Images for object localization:

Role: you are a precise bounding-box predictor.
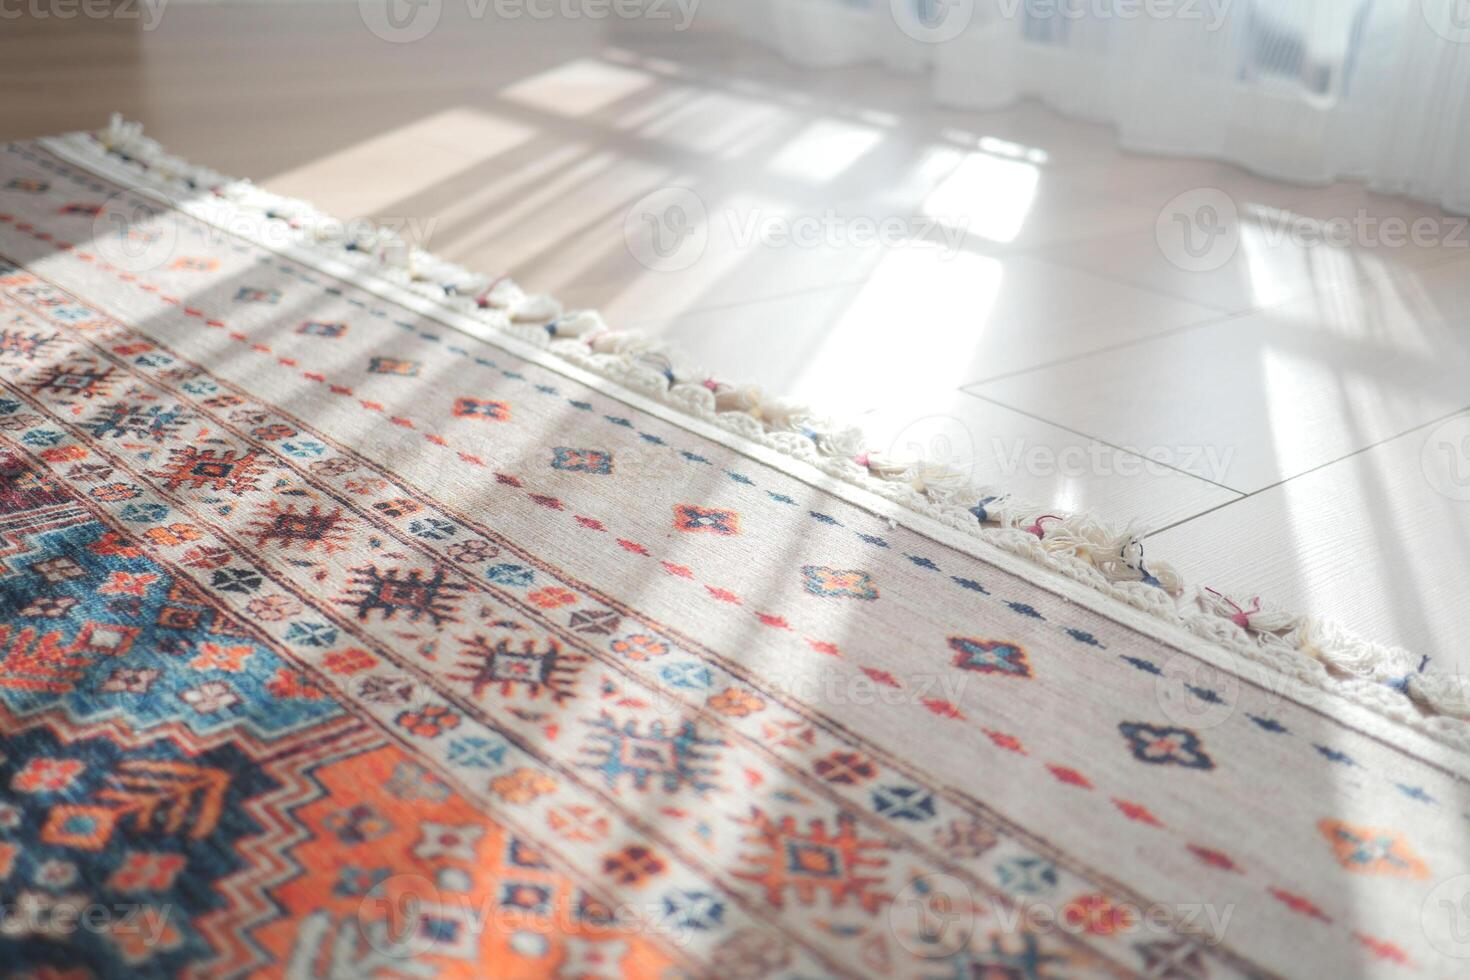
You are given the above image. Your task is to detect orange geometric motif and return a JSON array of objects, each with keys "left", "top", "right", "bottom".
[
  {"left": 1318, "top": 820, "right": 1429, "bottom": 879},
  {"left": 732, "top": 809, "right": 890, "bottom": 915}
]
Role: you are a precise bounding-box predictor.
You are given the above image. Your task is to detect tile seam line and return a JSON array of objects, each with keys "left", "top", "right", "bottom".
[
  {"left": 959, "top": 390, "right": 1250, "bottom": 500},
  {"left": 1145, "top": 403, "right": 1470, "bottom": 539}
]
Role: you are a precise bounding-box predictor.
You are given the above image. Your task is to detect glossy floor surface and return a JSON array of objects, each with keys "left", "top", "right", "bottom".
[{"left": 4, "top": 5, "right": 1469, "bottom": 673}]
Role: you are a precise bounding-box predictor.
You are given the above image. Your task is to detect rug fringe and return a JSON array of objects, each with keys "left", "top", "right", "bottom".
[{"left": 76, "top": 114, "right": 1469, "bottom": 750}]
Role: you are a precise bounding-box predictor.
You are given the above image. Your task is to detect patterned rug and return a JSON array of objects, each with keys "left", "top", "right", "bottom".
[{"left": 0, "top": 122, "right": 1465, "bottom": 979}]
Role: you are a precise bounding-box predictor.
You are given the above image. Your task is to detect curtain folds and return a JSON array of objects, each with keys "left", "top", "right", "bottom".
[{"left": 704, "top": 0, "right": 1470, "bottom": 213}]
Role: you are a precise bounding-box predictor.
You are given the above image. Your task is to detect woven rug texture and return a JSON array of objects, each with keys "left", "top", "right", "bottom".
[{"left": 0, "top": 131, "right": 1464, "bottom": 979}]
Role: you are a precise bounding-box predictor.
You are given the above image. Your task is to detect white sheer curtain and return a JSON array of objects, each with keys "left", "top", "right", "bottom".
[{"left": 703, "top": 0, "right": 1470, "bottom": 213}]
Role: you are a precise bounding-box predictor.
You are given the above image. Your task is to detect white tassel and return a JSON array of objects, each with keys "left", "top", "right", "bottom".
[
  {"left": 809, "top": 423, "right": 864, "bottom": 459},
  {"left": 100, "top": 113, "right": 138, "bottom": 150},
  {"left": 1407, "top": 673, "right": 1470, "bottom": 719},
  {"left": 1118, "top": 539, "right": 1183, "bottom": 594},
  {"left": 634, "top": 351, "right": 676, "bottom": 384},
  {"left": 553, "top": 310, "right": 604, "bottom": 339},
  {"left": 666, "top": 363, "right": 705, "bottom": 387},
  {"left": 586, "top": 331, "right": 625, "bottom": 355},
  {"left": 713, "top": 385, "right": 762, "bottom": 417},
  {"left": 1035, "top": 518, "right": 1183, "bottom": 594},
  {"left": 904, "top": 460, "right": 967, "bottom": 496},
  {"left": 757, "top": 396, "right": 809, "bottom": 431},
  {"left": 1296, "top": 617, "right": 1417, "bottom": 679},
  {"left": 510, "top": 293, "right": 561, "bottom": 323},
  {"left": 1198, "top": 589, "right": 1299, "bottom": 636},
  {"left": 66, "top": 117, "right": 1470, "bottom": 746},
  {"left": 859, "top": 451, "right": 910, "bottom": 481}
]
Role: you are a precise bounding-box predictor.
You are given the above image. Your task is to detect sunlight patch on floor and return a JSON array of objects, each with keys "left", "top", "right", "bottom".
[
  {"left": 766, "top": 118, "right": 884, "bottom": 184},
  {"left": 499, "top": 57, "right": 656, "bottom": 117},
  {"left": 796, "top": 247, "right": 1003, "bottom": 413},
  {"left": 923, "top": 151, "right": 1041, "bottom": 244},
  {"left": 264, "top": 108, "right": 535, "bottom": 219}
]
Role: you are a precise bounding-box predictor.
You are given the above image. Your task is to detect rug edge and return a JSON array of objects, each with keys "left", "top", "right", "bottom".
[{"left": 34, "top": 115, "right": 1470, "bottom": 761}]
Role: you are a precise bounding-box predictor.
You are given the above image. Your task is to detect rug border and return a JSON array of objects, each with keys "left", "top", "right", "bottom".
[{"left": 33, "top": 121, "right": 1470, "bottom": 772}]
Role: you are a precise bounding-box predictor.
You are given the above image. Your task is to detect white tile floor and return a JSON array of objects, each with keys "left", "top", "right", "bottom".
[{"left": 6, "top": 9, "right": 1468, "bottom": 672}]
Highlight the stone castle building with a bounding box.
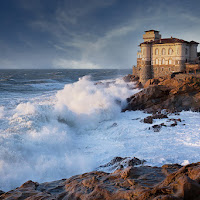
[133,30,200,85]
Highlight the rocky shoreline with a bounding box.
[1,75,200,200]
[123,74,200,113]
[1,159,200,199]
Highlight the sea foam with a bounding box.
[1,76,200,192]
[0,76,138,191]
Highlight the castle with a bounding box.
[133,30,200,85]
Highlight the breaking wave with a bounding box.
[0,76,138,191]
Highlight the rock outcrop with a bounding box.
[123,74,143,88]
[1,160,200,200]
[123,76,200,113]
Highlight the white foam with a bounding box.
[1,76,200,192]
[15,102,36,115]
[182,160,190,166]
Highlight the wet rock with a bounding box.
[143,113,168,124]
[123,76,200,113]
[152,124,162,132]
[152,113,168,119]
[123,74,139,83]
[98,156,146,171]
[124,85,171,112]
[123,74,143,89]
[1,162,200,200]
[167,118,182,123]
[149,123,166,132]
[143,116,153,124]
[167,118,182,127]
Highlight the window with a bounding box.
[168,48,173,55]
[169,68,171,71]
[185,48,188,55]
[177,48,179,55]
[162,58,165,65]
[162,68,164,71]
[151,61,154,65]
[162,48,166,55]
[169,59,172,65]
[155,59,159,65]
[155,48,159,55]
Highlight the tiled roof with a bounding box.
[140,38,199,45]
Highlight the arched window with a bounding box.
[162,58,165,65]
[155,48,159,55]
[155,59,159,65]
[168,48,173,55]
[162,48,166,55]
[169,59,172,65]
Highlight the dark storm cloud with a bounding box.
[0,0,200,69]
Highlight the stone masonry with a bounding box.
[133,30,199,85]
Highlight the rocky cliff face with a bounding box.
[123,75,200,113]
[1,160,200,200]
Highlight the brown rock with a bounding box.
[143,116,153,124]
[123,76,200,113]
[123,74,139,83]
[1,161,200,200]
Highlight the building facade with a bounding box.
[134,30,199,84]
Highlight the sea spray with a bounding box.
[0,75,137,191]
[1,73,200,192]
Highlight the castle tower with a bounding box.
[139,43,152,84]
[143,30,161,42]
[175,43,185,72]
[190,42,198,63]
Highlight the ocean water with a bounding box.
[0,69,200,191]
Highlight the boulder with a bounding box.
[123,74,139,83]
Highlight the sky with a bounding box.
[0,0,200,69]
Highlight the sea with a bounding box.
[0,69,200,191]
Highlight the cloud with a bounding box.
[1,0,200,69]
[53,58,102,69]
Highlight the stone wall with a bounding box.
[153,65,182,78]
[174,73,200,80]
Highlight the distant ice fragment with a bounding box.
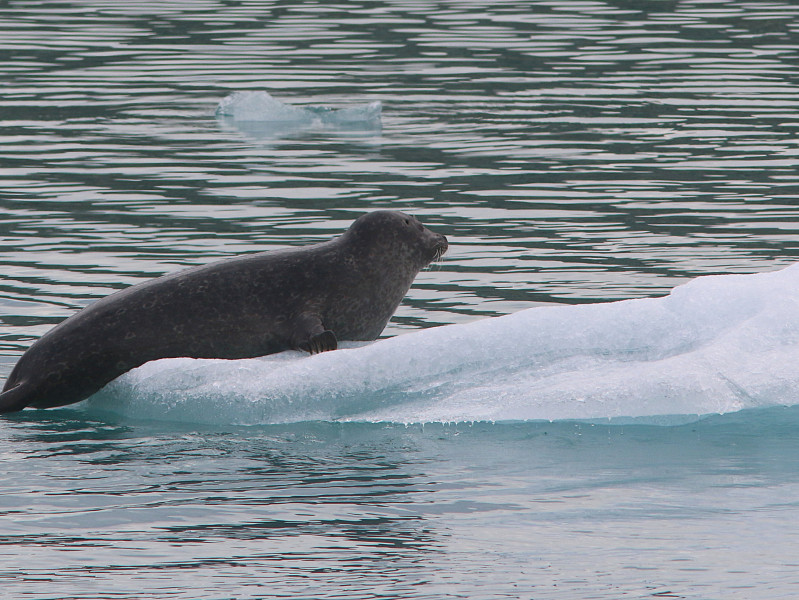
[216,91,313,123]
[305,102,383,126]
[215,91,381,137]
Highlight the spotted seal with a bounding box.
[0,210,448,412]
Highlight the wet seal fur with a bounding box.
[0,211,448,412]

| What is being asked |
Transcribe exactly the lines from the one with "Highlight the distant" to the last line of the records, both included, so that no picture appears in the copy.

| Result |
Highlight the distant ice fragment with a bounding box.
[216,91,313,123]
[305,102,383,126]
[215,91,381,137]
Highlight the spotted seal with a bounding box.
[0,210,448,412]
Highlight the wet seal fur with a bounding box.
[0,211,448,412]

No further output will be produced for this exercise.